» Your instructions: Please count how many of the following lines contain the word "below", and reply with that number alone.

» Available data:
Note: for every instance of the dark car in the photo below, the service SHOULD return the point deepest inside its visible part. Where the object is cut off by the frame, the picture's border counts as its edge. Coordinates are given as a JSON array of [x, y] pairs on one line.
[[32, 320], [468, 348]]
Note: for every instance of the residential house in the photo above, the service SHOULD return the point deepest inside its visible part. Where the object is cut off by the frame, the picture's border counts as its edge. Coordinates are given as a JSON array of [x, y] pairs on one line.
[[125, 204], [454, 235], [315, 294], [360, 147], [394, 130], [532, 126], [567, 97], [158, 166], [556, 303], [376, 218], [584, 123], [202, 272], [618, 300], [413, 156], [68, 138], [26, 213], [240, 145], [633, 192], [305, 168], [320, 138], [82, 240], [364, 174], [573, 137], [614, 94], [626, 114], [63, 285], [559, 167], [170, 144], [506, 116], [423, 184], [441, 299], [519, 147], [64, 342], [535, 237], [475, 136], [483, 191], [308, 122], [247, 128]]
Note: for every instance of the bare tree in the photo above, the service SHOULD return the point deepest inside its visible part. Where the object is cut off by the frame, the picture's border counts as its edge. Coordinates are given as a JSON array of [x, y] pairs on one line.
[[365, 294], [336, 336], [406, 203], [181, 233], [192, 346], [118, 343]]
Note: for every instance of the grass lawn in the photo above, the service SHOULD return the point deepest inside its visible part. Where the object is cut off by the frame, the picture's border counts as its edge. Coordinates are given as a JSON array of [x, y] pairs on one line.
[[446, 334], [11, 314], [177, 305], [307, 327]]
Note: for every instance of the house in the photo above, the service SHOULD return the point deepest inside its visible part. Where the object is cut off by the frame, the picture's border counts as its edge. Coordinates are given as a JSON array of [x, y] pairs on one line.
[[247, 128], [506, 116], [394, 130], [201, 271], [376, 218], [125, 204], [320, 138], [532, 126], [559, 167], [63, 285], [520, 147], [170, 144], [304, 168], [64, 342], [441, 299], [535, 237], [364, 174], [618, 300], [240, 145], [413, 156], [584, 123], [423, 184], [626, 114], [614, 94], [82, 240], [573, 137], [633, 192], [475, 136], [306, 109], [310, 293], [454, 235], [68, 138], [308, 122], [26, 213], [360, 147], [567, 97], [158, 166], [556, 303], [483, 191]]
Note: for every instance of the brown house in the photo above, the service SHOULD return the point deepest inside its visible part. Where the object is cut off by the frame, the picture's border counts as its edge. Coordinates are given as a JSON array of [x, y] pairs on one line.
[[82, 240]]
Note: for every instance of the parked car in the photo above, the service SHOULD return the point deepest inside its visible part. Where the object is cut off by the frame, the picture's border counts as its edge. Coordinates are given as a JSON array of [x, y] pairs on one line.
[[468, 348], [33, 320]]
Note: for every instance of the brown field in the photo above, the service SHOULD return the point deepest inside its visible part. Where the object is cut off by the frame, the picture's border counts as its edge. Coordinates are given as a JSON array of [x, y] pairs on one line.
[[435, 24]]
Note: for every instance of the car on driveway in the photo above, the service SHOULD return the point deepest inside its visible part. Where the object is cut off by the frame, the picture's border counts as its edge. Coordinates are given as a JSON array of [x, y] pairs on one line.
* * *
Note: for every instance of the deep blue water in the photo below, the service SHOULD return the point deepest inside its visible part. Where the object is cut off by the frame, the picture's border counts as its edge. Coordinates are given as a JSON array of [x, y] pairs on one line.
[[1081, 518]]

» Expected answer: 2